• Task instructions: Tally the lines in the records below that contain the string "pole". Reply with the number alone.

Begin Listed entries

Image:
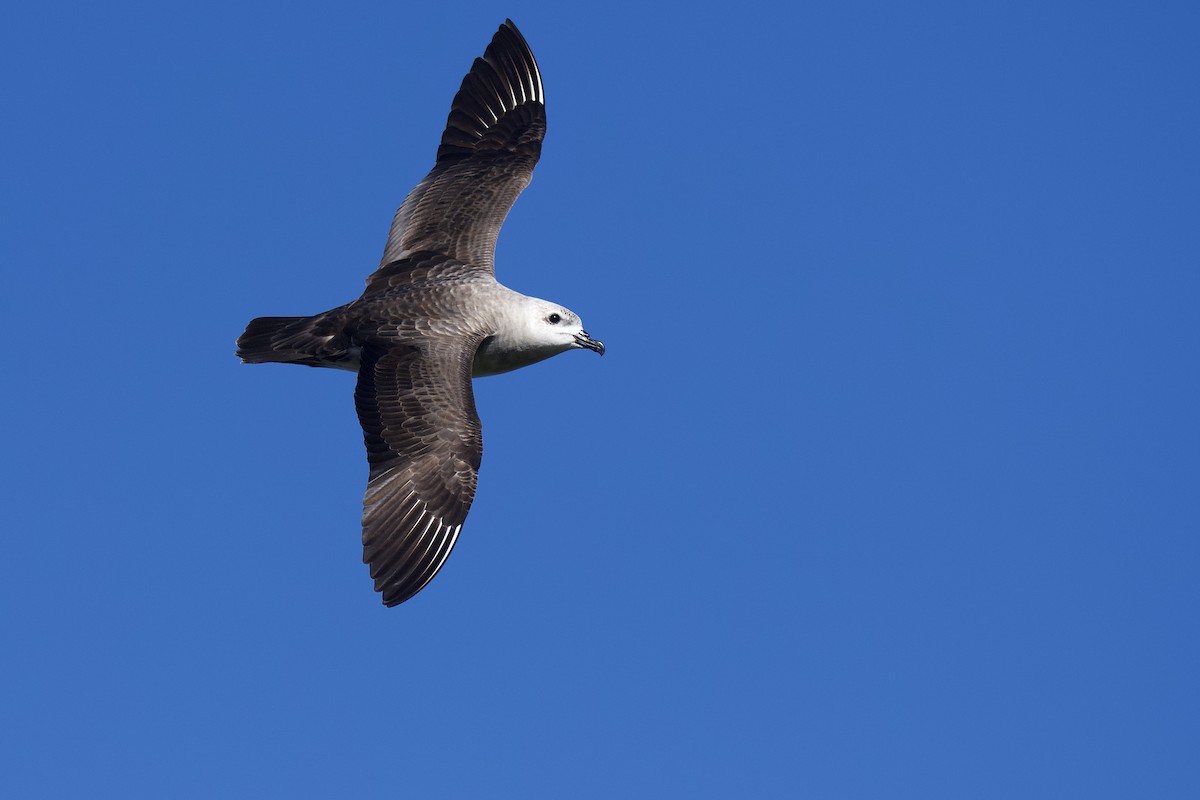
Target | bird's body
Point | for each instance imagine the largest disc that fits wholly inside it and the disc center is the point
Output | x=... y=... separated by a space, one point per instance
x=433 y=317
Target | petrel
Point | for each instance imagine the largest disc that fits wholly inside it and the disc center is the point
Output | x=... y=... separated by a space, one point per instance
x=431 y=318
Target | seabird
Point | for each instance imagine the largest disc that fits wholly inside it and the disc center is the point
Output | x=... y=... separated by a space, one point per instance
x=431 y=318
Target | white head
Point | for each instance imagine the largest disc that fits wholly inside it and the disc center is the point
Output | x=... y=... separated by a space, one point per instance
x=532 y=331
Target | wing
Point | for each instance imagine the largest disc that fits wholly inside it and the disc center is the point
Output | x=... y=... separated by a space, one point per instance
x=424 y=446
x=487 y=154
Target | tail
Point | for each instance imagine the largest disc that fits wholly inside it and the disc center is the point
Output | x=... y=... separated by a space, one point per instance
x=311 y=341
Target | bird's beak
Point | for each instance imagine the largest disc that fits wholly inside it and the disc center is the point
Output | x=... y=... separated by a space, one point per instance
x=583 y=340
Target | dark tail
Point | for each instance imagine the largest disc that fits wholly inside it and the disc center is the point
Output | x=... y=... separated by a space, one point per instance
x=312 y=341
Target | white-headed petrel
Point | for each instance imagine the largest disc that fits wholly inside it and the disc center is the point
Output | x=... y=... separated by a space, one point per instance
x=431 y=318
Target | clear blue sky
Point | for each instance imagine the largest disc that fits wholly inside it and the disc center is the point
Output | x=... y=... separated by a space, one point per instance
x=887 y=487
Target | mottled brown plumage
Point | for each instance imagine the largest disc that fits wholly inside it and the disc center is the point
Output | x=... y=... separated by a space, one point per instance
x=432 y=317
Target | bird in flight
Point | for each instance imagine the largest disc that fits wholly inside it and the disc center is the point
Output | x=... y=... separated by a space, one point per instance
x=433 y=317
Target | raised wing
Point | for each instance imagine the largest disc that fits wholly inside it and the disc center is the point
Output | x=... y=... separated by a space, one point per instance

End Listed entries
Begin Listed entries

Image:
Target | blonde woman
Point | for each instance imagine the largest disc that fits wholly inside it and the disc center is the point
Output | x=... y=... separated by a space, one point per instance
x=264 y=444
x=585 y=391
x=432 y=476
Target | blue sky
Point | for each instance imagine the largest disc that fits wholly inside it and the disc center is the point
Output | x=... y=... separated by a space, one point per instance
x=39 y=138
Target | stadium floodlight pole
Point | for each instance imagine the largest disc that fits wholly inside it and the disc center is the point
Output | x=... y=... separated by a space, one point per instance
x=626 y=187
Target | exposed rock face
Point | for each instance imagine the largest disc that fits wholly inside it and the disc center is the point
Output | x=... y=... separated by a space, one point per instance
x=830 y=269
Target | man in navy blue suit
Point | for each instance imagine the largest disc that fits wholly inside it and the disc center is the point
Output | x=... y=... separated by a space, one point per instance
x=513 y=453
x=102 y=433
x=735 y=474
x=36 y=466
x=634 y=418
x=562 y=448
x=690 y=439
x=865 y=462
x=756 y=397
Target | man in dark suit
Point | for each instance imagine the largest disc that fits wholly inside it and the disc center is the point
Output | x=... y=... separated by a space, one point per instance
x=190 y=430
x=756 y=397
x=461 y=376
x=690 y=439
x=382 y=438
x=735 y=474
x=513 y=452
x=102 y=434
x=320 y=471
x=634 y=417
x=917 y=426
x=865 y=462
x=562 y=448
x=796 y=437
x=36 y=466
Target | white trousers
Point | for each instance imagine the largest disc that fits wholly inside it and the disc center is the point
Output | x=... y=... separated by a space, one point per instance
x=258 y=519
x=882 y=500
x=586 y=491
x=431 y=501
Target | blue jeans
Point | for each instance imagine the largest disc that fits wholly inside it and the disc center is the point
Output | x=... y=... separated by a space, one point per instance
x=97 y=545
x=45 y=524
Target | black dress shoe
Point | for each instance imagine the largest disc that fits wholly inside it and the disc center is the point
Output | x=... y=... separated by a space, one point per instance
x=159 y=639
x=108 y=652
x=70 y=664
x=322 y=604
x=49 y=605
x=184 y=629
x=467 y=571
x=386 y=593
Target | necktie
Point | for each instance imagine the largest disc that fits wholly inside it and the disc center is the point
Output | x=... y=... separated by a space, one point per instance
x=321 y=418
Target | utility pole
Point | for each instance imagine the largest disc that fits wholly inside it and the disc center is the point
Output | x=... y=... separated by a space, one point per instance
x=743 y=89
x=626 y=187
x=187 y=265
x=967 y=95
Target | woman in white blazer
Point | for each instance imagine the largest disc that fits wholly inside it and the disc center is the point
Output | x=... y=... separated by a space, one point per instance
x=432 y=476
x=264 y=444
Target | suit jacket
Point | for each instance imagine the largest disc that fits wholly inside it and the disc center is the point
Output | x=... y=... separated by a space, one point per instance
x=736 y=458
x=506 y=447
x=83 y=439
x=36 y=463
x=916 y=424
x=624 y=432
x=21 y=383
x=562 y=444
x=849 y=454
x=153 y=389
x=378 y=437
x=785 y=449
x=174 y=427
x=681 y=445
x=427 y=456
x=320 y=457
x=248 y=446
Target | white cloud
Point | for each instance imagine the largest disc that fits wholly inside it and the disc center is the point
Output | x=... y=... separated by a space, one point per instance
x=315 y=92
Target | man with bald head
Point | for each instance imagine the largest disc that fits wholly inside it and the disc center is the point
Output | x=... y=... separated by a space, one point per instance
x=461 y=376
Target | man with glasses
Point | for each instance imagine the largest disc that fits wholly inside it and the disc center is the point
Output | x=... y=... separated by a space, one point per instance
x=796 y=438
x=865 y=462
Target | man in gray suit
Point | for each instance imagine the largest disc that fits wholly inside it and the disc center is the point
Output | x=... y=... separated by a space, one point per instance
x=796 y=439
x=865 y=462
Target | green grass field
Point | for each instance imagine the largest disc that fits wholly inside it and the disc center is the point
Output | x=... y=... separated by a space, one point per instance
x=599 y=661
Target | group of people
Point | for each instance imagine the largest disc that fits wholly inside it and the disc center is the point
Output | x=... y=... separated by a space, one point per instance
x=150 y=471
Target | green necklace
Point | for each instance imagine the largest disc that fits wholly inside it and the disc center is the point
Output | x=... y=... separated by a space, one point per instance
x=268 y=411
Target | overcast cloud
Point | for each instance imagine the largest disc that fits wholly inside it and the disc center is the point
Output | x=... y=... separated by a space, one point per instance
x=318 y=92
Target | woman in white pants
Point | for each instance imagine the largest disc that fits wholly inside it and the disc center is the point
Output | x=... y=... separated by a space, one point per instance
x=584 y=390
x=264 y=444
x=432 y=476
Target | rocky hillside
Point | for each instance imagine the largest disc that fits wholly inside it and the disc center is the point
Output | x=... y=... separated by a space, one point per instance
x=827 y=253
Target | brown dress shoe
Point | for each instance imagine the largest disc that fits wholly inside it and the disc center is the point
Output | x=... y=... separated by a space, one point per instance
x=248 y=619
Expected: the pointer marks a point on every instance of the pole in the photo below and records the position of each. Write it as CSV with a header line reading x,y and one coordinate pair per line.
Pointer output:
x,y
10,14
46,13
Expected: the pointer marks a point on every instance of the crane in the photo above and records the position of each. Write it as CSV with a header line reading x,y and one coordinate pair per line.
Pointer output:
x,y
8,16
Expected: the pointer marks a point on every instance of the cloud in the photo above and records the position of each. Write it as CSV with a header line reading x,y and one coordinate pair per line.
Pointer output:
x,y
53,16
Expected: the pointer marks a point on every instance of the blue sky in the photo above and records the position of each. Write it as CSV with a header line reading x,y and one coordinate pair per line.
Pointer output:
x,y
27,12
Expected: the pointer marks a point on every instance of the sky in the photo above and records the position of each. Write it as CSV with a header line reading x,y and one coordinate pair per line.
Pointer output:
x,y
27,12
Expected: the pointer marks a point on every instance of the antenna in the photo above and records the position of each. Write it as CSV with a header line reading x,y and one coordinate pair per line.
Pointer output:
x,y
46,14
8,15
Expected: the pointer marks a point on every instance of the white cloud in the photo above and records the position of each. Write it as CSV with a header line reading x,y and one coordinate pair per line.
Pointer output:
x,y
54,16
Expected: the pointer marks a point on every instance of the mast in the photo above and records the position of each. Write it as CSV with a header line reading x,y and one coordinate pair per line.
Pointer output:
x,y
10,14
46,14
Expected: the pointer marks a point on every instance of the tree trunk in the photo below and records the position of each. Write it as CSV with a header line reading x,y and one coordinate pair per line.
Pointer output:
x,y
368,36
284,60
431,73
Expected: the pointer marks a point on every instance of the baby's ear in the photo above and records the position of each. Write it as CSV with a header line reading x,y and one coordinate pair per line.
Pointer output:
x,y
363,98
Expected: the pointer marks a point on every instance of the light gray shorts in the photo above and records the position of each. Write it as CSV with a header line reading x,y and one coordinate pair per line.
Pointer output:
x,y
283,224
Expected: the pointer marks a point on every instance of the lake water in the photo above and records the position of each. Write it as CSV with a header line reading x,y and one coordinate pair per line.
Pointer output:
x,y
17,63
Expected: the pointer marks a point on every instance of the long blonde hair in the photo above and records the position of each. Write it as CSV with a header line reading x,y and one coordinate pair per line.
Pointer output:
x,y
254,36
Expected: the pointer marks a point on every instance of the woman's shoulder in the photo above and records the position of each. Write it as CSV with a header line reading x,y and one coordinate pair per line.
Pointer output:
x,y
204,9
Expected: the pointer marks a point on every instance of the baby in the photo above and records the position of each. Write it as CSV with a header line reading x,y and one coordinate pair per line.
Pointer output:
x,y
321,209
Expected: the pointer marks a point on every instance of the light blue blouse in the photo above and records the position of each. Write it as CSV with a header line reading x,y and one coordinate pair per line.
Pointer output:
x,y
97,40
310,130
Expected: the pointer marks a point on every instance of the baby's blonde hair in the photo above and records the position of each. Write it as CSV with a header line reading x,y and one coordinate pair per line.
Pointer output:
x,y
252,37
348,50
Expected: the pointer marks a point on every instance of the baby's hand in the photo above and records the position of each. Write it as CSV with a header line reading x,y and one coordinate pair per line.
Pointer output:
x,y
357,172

End Listed entries

• Correct answer: 3